● **What needs to be done**
Count every line below in which "eroded" occurs, then give only the count.

Data provided START

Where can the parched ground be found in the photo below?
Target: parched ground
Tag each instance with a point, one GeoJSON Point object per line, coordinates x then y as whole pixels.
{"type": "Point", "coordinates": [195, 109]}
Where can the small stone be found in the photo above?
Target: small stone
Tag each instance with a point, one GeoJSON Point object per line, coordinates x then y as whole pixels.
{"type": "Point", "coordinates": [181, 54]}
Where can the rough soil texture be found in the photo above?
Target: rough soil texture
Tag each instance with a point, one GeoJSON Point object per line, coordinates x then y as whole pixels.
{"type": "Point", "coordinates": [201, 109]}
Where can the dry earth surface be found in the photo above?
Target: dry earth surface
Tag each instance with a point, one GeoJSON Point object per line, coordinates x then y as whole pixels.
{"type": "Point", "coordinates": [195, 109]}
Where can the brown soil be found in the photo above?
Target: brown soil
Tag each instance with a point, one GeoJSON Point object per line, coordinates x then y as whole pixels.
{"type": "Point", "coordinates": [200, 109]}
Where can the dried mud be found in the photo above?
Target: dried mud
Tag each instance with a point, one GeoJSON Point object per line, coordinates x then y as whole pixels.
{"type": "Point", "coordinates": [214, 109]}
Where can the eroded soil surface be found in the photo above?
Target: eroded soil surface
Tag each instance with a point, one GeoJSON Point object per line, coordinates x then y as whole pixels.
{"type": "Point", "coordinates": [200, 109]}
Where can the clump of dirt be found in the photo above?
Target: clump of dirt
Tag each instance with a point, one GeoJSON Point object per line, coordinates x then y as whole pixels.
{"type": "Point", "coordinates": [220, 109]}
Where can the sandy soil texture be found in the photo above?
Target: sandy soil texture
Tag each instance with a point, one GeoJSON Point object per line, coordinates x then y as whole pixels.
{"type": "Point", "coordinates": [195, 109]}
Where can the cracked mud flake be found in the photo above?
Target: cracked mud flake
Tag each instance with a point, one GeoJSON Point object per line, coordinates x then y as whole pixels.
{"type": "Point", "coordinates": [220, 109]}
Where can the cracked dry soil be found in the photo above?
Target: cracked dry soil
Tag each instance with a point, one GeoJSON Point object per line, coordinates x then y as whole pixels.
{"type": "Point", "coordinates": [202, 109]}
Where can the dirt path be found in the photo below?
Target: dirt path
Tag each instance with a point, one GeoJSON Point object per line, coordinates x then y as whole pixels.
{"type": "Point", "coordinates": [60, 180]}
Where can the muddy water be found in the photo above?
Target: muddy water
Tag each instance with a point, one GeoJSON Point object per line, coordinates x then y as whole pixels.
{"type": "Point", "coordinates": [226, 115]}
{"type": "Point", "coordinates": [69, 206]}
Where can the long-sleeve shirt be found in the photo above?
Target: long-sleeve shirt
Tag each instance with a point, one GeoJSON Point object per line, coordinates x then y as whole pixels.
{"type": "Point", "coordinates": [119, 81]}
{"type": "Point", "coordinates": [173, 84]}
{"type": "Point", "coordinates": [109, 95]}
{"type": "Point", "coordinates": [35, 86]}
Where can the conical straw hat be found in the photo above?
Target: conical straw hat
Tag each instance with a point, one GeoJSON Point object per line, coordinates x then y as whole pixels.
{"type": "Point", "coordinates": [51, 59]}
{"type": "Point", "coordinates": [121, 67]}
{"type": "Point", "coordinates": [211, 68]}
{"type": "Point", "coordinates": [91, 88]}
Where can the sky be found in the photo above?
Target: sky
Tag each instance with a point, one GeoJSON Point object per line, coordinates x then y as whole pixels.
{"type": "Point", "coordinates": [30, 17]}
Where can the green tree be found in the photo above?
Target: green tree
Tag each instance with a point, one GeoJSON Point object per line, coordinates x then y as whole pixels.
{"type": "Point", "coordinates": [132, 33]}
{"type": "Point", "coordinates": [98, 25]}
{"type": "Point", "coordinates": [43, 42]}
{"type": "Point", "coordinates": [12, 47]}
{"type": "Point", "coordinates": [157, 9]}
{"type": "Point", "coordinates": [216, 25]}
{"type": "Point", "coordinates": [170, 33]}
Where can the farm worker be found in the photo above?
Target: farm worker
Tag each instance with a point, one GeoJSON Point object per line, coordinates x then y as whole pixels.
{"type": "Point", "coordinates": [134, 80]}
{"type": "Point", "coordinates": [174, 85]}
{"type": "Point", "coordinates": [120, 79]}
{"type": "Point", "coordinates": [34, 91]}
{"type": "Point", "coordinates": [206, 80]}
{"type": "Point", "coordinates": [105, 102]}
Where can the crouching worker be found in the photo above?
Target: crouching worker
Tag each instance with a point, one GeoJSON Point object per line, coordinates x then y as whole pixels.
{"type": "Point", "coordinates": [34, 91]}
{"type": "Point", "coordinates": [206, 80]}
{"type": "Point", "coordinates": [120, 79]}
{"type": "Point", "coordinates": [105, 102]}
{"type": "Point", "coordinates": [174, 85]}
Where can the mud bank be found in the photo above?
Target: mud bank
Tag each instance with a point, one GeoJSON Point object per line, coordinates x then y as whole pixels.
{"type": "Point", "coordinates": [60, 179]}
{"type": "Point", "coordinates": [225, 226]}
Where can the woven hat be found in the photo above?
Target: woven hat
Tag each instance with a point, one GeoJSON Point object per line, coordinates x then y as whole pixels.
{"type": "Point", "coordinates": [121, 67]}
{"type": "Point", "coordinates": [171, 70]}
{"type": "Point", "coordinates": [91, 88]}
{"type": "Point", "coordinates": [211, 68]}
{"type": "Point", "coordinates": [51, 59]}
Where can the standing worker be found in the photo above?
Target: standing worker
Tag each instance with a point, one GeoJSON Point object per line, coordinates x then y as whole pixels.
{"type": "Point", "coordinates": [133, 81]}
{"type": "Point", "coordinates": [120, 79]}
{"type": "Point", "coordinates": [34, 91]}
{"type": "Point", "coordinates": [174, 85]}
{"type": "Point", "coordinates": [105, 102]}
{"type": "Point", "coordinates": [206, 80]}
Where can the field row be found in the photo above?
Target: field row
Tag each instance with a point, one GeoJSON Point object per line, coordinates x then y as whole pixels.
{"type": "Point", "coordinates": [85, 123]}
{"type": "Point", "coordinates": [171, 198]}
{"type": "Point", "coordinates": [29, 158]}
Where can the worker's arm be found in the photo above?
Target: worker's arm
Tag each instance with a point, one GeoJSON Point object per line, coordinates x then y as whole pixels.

Data provided END

● **Your response**
2